▶ Given problem
Extract every line of the records below that contains the string "dirt", treating uppercase and lowercase as different.

▶ Contour labeling records
┄┄┄┄┄┄
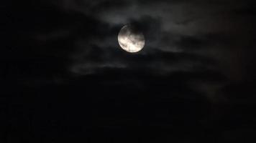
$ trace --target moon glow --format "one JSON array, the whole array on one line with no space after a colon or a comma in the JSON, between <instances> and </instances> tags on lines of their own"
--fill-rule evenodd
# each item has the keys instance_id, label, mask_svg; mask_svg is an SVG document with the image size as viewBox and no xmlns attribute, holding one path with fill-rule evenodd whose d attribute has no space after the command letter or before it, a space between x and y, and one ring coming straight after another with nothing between
<instances>
[{"instance_id":1,"label":"moon glow","mask_svg":"<svg viewBox=\"0 0 256 143\"><path fill-rule=\"evenodd\" d=\"M135 53L142 49L145 40L142 32L135 29L131 25L125 25L118 34L118 42L124 50Z\"/></svg>"}]
</instances>

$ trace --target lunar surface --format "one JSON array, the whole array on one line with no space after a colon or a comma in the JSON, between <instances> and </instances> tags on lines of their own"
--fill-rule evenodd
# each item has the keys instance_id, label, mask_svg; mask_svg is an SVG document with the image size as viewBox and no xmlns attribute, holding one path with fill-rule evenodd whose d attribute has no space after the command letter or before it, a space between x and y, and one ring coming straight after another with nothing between
<instances>
[{"instance_id":1,"label":"lunar surface","mask_svg":"<svg viewBox=\"0 0 256 143\"><path fill-rule=\"evenodd\" d=\"M131 25L125 25L118 34L118 42L124 50L134 53L142 49L145 40L142 32Z\"/></svg>"}]
</instances>

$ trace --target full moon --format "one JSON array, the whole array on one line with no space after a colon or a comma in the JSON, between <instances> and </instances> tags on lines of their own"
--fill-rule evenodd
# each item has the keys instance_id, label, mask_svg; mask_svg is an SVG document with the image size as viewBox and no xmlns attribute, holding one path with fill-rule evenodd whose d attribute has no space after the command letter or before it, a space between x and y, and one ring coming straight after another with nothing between
<instances>
[{"instance_id":1,"label":"full moon","mask_svg":"<svg viewBox=\"0 0 256 143\"><path fill-rule=\"evenodd\" d=\"M124 50L135 53L142 49L145 40L142 32L131 25L125 25L118 34L118 42Z\"/></svg>"}]
</instances>

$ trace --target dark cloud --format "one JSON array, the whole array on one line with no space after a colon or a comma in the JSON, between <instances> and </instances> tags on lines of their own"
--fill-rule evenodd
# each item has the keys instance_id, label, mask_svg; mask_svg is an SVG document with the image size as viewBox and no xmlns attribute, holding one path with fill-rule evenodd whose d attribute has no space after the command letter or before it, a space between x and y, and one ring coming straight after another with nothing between
<instances>
[{"instance_id":1,"label":"dark cloud","mask_svg":"<svg viewBox=\"0 0 256 143\"><path fill-rule=\"evenodd\" d=\"M254 3L5 2L0 139L255 139ZM118 45L127 24L141 52Z\"/></svg>"}]
</instances>

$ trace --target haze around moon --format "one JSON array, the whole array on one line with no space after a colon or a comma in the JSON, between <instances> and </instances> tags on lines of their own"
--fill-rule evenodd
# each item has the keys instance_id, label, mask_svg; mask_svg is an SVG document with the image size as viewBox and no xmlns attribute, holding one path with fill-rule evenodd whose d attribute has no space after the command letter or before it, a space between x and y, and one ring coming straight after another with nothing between
<instances>
[{"instance_id":1,"label":"haze around moon","mask_svg":"<svg viewBox=\"0 0 256 143\"><path fill-rule=\"evenodd\" d=\"M135 53L143 49L145 39L142 32L135 29L131 25L125 25L118 34L118 42L124 50Z\"/></svg>"}]
</instances>

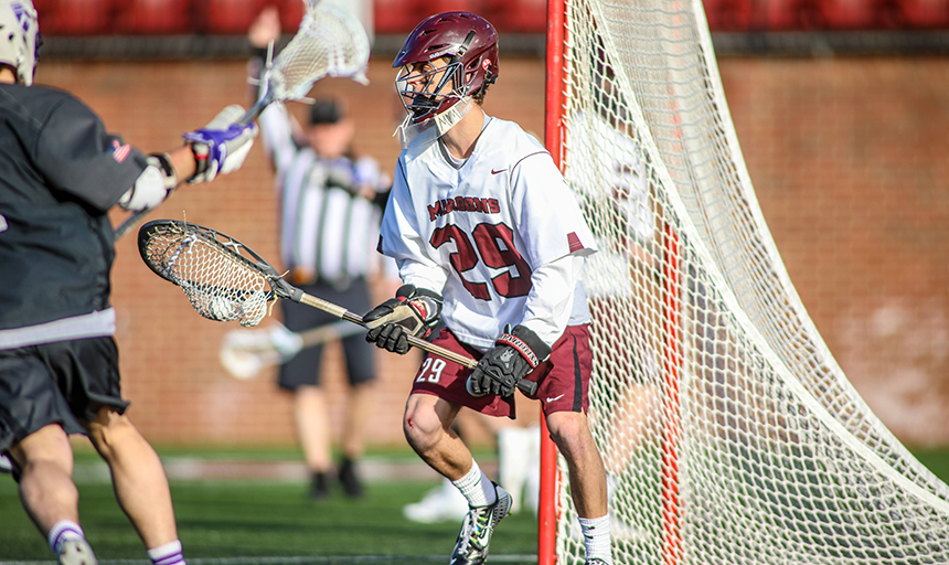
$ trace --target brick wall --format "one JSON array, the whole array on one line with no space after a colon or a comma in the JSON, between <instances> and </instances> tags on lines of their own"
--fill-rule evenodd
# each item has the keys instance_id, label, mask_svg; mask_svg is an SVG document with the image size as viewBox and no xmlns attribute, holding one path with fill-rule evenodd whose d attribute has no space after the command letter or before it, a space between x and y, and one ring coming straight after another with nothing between
<instances>
[{"instance_id":1,"label":"brick wall","mask_svg":"<svg viewBox=\"0 0 949 565\"><path fill-rule=\"evenodd\" d=\"M489 114L543 132L543 63L505 58ZM751 180L791 279L857 390L905 441L949 444L949 61L726 58L725 90ZM351 100L356 147L391 168L402 117L387 60L371 85L326 81ZM245 103L241 62L44 61L38 82L75 93L145 150L178 145L225 104ZM299 111L300 108L295 108ZM244 169L175 194L152 217L185 217L276 260L273 180L255 148ZM116 222L120 221L119 214ZM156 443L289 444L289 398L271 372L236 381L217 362L227 331L118 244L124 387ZM413 359L384 356L372 441L401 445ZM343 386L327 358L333 422ZM533 415L525 406L522 414Z\"/></svg>"}]
</instances>

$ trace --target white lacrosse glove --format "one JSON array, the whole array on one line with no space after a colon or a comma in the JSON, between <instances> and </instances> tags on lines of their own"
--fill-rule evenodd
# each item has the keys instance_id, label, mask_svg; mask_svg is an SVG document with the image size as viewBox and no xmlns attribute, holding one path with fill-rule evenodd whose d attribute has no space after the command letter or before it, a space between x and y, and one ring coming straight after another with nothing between
<instances>
[{"instance_id":1,"label":"white lacrosse glove","mask_svg":"<svg viewBox=\"0 0 949 565\"><path fill-rule=\"evenodd\" d=\"M244 108L238 104L227 106L201 129L184 134L194 151L194 162L198 170L188 182L211 182L217 174L234 172L244 164L244 159L254 146L257 126L253 122L242 126L237 124L244 116Z\"/></svg>"}]
</instances>

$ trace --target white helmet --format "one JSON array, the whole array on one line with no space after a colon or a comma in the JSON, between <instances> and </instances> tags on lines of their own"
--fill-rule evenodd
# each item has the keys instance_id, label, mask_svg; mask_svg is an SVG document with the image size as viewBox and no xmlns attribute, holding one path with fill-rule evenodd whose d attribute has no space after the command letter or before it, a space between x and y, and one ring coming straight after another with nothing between
<instances>
[{"instance_id":1,"label":"white helmet","mask_svg":"<svg viewBox=\"0 0 949 565\"><path fill-rule=\"evenodd\" d=\"M15 70L17 78L33 84L39 58L40 22L31 0L0 0L0 65Z\"/></svg>"}]
</instances>

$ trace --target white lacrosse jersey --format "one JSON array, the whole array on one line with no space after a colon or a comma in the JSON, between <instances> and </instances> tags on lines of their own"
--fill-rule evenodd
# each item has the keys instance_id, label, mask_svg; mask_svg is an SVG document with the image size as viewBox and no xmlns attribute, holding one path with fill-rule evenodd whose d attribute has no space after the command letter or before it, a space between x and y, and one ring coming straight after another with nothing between
<instances>
[{"instance_id":1,"label":"white lacrosse jersey","mask_svg":"<svg viewBox=\"0 0 949 565\"><path fill-rule=\"evenodd\" d=\"M589 321L579 282L553 292L562 296L532 294L535 285L559 288L532 282L535 270L595 253L596 244L551 154L514 122L486 116L466 160L441 141L409 145L398 158L378 248L396 259L405 282L442 294L446 326L477 348L493 347L527 311L568 310L562 322L550 320L557 334Z\"/></svg>"}]
</instances>

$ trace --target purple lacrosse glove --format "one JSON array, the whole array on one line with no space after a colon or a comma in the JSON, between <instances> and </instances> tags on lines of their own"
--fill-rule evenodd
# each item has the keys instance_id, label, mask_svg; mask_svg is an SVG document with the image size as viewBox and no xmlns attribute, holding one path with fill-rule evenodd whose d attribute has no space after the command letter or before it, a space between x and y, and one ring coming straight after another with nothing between
<instances>
[{"instance_id":1,"label":"purple lacrosse glove","mask_svg":"<svg viewBox=\"0 0 949 565\"><path fill-rule=\"evenodd\" d=\"M227 106L205 127L184 134L194 152L198 169L188 182L211 182L217 174L236 171L254 146L257 126L242 126L237 120L244 116L239 105Z\"/></svg>"}]
</instances>

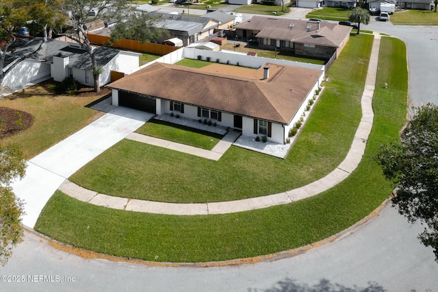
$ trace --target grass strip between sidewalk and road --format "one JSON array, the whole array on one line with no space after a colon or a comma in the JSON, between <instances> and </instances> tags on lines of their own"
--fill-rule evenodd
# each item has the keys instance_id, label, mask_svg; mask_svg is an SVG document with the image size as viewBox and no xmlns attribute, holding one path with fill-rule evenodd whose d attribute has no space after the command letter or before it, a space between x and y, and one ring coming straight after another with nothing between
<instances>
[{"instance_id":1,"label":"grass strip between sidewalk and road","mask_svg":"<svg viewBox=\"0 0 438 292\"><path fill-rule=\"evenodd\" d=\"M70 179L118 197L205 203L281 193L323 178L344 160L360 121L372 39L352 36L285 160L233 146L214 161L125 140Z\"/></svg>"},{"instance_id":2,"label":"grass strip between sidewalk and road","mask_svg":"<svg viewBox=\"0 0 438 292\"><path fill-rule=\"evenodd\" d=\"M361 38L366 37L352 38L350 42L355 43ZM383 37L381 48L378 82L373 101L375 120L365 155L359 167L331 189L286 205L207 216L113 210L83 203L57 191L42 210L35 229L66 244L103 254L153 261L193 263L287 250L348 228L378 206L394 187L385 180L381 169L371 156L380 143L397 141L398 131L405 121L406 47L399 40ZM328 72L332 80L327 84L333 84L333 95L337 92L339 98L344 90L336 81L337 74L342 74L341 79L355 74L350 71L355 62L346 64L342 59L342 54L340 62L335 62ZM387 88L382 86L384 82L388 84ZM335 108L335 104L328 102L331 97L331 94L323 95L311 119L325 110L331 111L331 114L336 112L339 119L349 114L345 110L351 108L346 105L345 108L337 105ZM315 123L313 127L316 126ZM311 137L311 127L305 129ZM337 138L331 131L323 133L327 139ZM300 140L305 140L306 135L302 136ZM306 146L307 143L301 143L302 147ZM339 155L344 157L345 153ZM324 163L321 157L320 164Z\"/></svg>"}]
</instances>

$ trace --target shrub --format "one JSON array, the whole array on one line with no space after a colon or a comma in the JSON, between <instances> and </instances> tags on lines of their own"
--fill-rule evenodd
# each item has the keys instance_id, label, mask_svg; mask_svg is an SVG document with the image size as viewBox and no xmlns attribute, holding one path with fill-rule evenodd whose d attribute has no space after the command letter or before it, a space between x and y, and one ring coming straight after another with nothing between
<instances>
[{"instance_id":1,"label":"shrub","mask_svg":"<svg viewBox=\"0 0 438 292\"><path fill-rule=\"evenodd\" d=\"M294 127L292 127L291 130L289 130L289 137L293 137L294 136L296 135L296 133L298 132L298 130Z\"/></svg>"},{"instance_id":2,"label":"shrub","mask_svg":"<svg viewBox=\"0 0 438 292\"><path fill-rule=\"evenodd\" d=\"M79 86L79 83L75 78L73 77L66 77L61 82L60 88L62 92L68 93L70 95L76 93Z\"/></svg>"}]
</instances>

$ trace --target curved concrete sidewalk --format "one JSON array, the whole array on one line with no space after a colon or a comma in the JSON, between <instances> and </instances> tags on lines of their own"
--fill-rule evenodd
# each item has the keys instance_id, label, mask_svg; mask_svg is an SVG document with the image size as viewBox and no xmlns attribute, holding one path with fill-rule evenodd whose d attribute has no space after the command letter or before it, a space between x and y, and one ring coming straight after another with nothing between
<instances>
[{"instance_id":1,"label":"curved concrete sidewalk","mask_svg":"<svg viewBox=\"0 0 438 292\"><path fill-rule=\"evenodd\" d=\"M289 204L318 195L345 180L359 165L365 153L366 143L372 127L374 95L381 36L374 34L365 89L362 95L362 118L350 151L344 161L331 173L315 182L285 193L235 201L205 203L175 204L128 199L99 194L66 180L60 190L83 202L99 206L136 212L176 215L225 214L261 209Z\"/></svg>"}]
</instances>

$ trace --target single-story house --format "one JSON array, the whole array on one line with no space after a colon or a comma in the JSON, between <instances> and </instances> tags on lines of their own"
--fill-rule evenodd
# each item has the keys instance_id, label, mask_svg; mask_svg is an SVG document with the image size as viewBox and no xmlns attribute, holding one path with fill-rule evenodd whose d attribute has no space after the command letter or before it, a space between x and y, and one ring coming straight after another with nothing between
<instances>
[{"instance_id":1,"label":"single-story house","mask_svg":"<svg viewBox=\"0 0 438 292\"><path fill-rule=\"evenodd\" d=\"M324 7L340 7L344 8L354 8L356 7L356 0L325 0L322 1Z\"/></svg>"},{"instance_id":2,"label":"single-story house","mask_svg":"<svg viewBox=\"0 0 438 292\"><path fill-rule=\"evenodd\" d=\"M178 38L182 40L184 46L207 38L214 33L214 29L218 29L220 26L218 21L207 16L175 15L157 12L151 12L148 14L163 20L158 23L158 25L166 27L169 31L171 38ZM159 41L162 40L159 40Z\"/></svg>"},{"instance_id":3,"label":"single-story house","mask_svg":"<svg viewBox=\"0 0 438 292\"><path fill-rule=\"evenodd\" d=\"M163 45L173 47L183 47L183 41L178 38L172 38L163 41Z\"/></svg>"},{"instance_id":4,"label":"single-story house","mask_svg":"<svg viewBox=\"0 0 438 292\"><path fill-rule=\"evenodd\" d=\"M324 6L323 0L296 0L296 7L301 8L319 8Z\"/></svg>"},{"instance_id":5,"label":"single-story house","mask_svg":"<svg viewBox=\"0 0 438 292\"><path fill-rule=\"evenodd\" d=\"M272 63L258 70L236 67L240 75L207 67L155 62L107 87L114 106L207 119L245 136L284 143L324 75L322 70ZM242 70L248 70L247 77Z\"/></svg>"},{"instance_id":6,"label":"single-story house","mask_svg":"<svg viewBox=\"0 0 438 292\"><path fill-rule=\"evenodd\" d=\"M93 86L91 59L85 49L75 43L49 38L38 50L42 42L42 38L15 42L5 60L3 70L13 68L5 76L3 86L15 90L29 83L50 77L62 82L68 76L82 84ZM139 66L139 53L104 47L94 49L97 64L102 68L99 77L101 86L111 82L112 71L127 73Z\"/></svg>"},{"instance_id":7,"label":"single-story house","mask_svg":"<svg viewBox=\"0 0 438 292\"><path fill-rule=\"evenodd\" d=\"M350 38L351 27L331 22L253 16L237 25L235 29L239 38L255 38L262 49L329 59L342 51Z\"/></svg>"}]
</instances>

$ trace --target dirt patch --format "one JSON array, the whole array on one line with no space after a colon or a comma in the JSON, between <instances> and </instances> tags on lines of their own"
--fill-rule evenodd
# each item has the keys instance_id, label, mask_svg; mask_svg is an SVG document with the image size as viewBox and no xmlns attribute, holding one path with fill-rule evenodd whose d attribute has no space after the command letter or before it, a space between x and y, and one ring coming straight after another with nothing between
<instances>
[{"instance_id":1,"label":"dirt patch","mask_svg":"<svg viewBox=\"0 0 438 292\"><path fill-rule=\"evenodd\" d=\"M33 123L34 117L31 114L0 107L0 139L24 131Z\"/></svg>"}]
</instances>

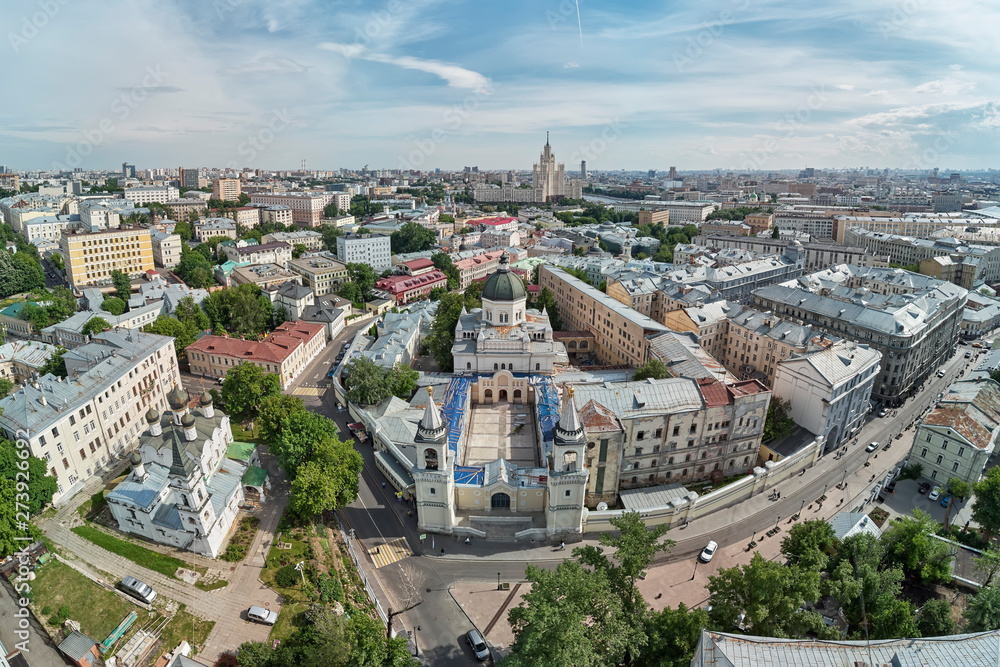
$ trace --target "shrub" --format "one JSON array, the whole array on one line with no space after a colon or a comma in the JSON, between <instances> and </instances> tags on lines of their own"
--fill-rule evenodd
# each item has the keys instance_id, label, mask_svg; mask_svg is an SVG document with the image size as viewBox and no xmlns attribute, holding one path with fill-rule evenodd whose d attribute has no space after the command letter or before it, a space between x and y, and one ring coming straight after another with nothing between
<instances>
[{"instance_id":1,"label":"shrub","mask_svg":"<svg viewBox=\"0 0 1000 667\"><path fill-rule=\"evenodd\" d=\"M299 573L294 565L285 565L274 574L274 583L279 588L292 588L299 583Z\"/></svg>"}]
</instances>

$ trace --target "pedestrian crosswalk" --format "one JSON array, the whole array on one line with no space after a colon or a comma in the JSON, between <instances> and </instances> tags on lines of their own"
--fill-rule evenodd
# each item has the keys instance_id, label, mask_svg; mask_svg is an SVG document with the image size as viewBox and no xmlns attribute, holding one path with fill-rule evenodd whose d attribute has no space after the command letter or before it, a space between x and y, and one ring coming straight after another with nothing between
<instances>
[{"instance_id":1,"label":"pedestrian crosswalk","mask_svg":"<svg viewBox=\"0 0 1000 667\"><path fill-rule=\"evenodd\" d=\"M292 396L322 396L326 387L296 387L292 389Z\"/></svg>"},{"instance_id":2,"label":"pedestrian crosswalk","mask_svg":"<svg viewBox=\"0 0 1000 667\"><path fill-rule=\"evenodd\" d=\"M381 546L369 549L368 555L371 556L375 567L385 567L413 555L413 552L410 551L410 545L406 543L405 537L397 537Z\"/></svg>"}]
</instances>

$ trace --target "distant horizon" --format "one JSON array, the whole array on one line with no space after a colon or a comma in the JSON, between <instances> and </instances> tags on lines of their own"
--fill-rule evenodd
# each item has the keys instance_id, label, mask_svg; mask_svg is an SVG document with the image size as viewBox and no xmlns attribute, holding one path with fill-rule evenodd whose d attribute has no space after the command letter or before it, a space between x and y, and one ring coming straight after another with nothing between
<instances>
[{"instance_id":1,"label":"distant horizon","mask_svg":"<svg viewBox=\"0 0 1000 667\"><path fill-rule=\"evenodd\" d=\"M546 132L595 172L1000 153L995 3L14 0L0 19L0 161L23 170L528 169Z\"/></svg>"}]
</instances>

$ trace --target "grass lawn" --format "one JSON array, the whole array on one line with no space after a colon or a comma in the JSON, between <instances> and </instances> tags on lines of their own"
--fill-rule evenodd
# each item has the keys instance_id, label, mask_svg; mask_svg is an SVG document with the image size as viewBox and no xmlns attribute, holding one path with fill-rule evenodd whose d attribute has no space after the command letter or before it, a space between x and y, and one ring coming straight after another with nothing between
<instances>
[{"instance_id":1,"label":"grass lawn","mask_svg":"<svg viewBox=\"0 0 1000 667\"><path fill-rule=\"evenodd\" d=\"M197 569L188 565L180 558L167 556L166 554L161 554L159 551L153 551L152 549L147 549L146 547L139 546L138 544L126 542L125 540L114 537L113 535L108 535L104 531L98 530L93 526L77 526L73 529L73 532L83 539L93 542L102 549L107 549L111 553L124 556L137 565L141 565L149 570L159 572L160 574L164 574L168 577L173 577L174 579L177 578L175 575L178 568L183 567L189 570Z\"/></svg>"},{"instance_id":2,"label":"grass lawn","mask_svg":"<svg viewBox=\"0 0 1000 667\"><path fill-rule=\"evenodd\" d=\"M98 586L85 576L61 563L52 560L38 570L38 578L32 582L35 613L48 620L42 614L43 609L50 610L54 615L60 607L65 607L69 618L80 623L80 630L98 643L118 627L118 624L136 612L139 618L126 633L126 639L150 620L159 616L156 612L147 612L109 590ZM164 628L161 638L163 650L173 650L185 639L196 649L205 645L208 634L212 631L215 621L204 621L189 614L181 605L173 619ZM116 647L123 645L119 641Z\"/></svg>"}]
</instances>

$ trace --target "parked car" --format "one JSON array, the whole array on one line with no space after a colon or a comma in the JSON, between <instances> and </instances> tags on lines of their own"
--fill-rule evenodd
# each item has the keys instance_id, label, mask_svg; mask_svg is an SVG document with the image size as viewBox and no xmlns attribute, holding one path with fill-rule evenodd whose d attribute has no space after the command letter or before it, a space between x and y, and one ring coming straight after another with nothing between
<instances>
[{"instance_id":1,"label":"parked car","mask_svg":"<svg viewBox=\"0 0 1000 667\"><path fill-rule=\"evenodd\" d=\"M118 587L146 604L153 604L153 600L156 599L156 591L150 588L149 584L145 584L135 577L124 577Z\"/></svg>"},{"instance_id":2,"label":"parked car","mask_svg":"<svg viewBox=\"0 0 1000 667\"><path fill-rule=\"evenodd\" d=\"M263 607L250 607L247 609L247 618L264 625L274 625L278 622L278 612Z\"/></svg>"},{"instance_id":3,"label":"parked car","mask_svg":"<svg viewBox=\"0 0 1000 667\"><path fill-rule=\"evenodd\" d=\"M715 551L718 548L719 548L718 544L716 544L715 542L709 542L708 544L705 545L705 548L701 550L701 553L698 554L698 560L700 560L702 563L709 562L710 560L712 560L712 557L715 556Z\"/></svg>"},{"instance_id":4,"label":"parked car","mask_svg":"<svg viewBox=\"0 0 1000 667\"><path fill-rule=\"evenodd\" d=\"M479 630L469 630L465 635L465 641L468 642L477 660L482 661L490 657L490 647L486 645L486 640L483 639Z\"/></svg>"}]
</instances>

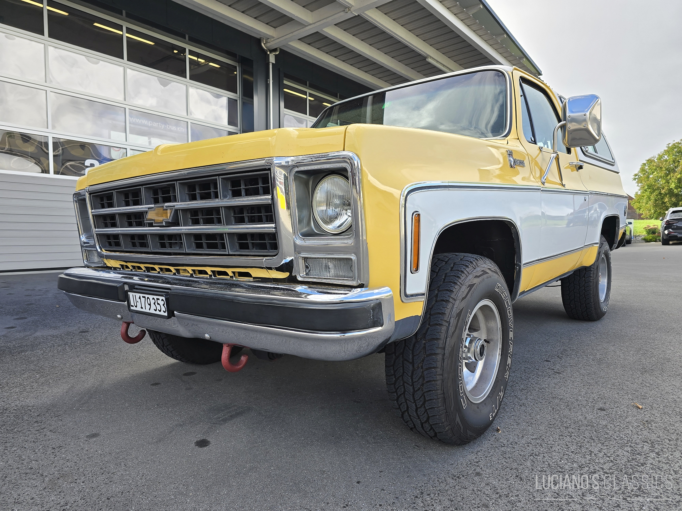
┄┄┄┄┄┄
▶ Reply to the exercise
$ trace --target dirt patch --format "one JSON array, the whole array on one line with no space after a colon or a comma in the JSON, between <instances> and </instances> tags on lines of their own"
[{"instance_id":1,"label":"dirt patch","mask_svg":"<svg viewBox=\"0 0 438 292\"><path fill-rule=\"evenodd\" d=\"M33 123L34 117L31 114L0 107L0 139L24 131Z\"/></svg>"}]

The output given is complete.